A lot of the talk about indie sales have been pretty anecdotal, so I guess I’ll add to that by giving a roundup of what I sold this year vs. last year at Heroes and last year at SPX.  Note, though, that this is really an “apples and oranges” comparison, since at each of these shows I had different things for sale, each of which may or may not have been available at previous conventions, and which may or may not have been available for a while through retail outlets.

This year, the only recent thing I had for sale was the Midnight Sun GN, which by June had been out for six months and had been available for purchase during that period at comics shops, including the Heroes Aren’t Hard to Find retail store, and at big chain stores like Barnes and Noble.  Given that, I went into the show expecting modest sales of the book.  I also had copies of my older book Farewell, Georgia as well as my rapidly-diminishing supply of minicomics.

Heroes 08:

SLG books  ~ $400.00

Minis  ~  $50.00

Original art & commissions  ~ $325.00


Heroes 07:

SLG floppies   ~ $45.00

SLG books ~ $70.00

Minis ~ $60.00


SPX 2007:

SLG books ~  $200.00

SLG floppies ~ $50.00

Minis ~ $30.00

Original art ~ $75.00


So, numbers-wise, Heroes was actually pretty good for me this year, despite things seeming a bit slow on the floor.   (Although, a comparison with Heroes ’06 probably would have been better since that was the last show with a big Indie Island push courtesy of Dustin… but, alas, I can’t find my sales info for that year.)

A few thoughts

  • I was among the indie folks who did well sales-wise at the show, and I don’t think it’s just coincidence that the other folks doing well were people like Rob Ullman, Adhouse and Top Shelf, who–like me–have been coming to Heroes for years and years and have built up a small crowd of people who come by every year.
  • The economy is bad all-around and travel is really, really expensive.  Plenty of people exhibiting at the show reported many attendees mentioning that they just didn’t have a lot of cash to throw around this year on books, indie or otherwise.

--

* [Written task a] From the convention sales post, extract the part that opens with the words "Original art ~" and closes with "by every year.".

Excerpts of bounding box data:
--

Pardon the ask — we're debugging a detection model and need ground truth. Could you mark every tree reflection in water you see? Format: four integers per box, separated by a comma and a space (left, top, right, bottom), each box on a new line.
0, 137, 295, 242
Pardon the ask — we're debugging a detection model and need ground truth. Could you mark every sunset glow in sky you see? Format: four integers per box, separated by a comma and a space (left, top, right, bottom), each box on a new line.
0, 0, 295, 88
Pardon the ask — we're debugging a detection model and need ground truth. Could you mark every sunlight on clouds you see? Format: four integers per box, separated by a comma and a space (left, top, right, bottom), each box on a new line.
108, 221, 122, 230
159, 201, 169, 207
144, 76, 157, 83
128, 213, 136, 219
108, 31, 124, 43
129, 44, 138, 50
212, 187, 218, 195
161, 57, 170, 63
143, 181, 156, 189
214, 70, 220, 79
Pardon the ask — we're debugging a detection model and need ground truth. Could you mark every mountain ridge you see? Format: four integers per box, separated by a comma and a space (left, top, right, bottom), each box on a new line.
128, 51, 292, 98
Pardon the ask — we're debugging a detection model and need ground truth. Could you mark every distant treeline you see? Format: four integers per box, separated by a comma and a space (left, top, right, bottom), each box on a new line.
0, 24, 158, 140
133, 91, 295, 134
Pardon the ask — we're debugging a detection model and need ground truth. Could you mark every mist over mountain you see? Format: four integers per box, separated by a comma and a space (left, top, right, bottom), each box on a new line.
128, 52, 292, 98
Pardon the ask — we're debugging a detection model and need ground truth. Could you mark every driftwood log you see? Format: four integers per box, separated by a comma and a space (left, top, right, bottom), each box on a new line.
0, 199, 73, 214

--

* [Written task b] In the entries, replace "tree reflection" with "shoreline reflection" in the lines from the start of the entries through the line containing "0, 137, 295, 242". Return only those lines, with nothing else altered.

* [Correct response a]
Original art ~ $75.00


So, numbers-wise, Heroes was actually pretty good for me this year, despite things seeming a bit slow on the floor.   (Although, a comparison with Heroes ’06 probably would have been better since that was the last show with a big Indie Island push courtesy of Dustin… but, alas, I can’t find my sales info for that year.)

A few thoughts

  • I was among the indie folks who did well sales-wise at the show, and I don’t think it’s just coincidence that the other folks doing well were people like Rob Ullman, Adhouse and Top Shelf, who–like me–have been coming to Heroes for years and years and have built up a small crowd of people who come by every year.

* [Correct response b]
Pardon the ask — we're debugging a detection model and need ground truth. Could you mark every shoreline reflection in water you see? Format: four integers per box, separated by a comma and a space (left, top, right, bottom), each box on a new line.
0, 137, 295, 242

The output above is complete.